## Excerpted records

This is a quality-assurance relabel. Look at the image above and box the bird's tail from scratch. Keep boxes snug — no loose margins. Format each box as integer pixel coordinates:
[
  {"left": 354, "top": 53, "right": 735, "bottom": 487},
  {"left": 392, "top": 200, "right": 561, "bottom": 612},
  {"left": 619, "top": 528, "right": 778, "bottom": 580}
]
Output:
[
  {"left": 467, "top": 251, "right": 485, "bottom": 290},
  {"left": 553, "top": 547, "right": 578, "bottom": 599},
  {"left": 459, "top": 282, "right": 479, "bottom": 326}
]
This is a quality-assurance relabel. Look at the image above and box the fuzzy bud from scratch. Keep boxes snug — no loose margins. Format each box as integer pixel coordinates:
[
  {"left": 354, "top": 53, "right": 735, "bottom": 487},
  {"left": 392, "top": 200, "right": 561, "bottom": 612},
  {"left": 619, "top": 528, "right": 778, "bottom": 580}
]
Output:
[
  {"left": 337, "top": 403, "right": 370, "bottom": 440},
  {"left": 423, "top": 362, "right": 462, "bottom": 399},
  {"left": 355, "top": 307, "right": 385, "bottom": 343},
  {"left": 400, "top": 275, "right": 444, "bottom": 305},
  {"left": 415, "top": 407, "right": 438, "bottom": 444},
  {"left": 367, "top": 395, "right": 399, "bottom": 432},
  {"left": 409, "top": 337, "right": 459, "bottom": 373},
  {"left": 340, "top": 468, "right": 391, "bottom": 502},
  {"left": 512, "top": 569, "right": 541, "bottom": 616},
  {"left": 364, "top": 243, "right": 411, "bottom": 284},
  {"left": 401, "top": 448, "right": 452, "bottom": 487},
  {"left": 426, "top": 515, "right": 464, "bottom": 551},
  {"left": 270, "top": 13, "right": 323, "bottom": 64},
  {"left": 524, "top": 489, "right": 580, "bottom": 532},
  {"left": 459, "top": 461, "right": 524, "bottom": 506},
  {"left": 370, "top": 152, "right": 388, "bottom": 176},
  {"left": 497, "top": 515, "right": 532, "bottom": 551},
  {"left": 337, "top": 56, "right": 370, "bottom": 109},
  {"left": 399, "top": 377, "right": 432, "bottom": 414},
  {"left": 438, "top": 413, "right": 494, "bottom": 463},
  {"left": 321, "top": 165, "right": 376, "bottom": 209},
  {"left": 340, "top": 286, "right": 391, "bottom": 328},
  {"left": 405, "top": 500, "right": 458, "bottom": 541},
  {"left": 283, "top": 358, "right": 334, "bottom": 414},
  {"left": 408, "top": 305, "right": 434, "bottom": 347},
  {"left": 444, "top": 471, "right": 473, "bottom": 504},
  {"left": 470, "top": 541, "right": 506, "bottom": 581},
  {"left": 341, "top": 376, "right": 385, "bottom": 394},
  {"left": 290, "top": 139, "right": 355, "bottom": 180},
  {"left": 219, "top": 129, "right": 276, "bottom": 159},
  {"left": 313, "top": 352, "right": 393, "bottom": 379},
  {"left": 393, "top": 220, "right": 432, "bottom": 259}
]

## What this task involves
Identify every line in the records that contains the string "coordinates" and copy each of those lines in full. Case counts when matching.

## Answer
This is a quality-assurance relabel. Look at the image above and box the bird's tail from scratch. Keep boxes snug — no loose margins. Format each box as integer pixel coordinates:
This is a quality-assurance relabel. Look at the image above and box the fuzzy bud from scratch. Keep boxes snug — no loose margins. Format each box as integer pixel coordinates:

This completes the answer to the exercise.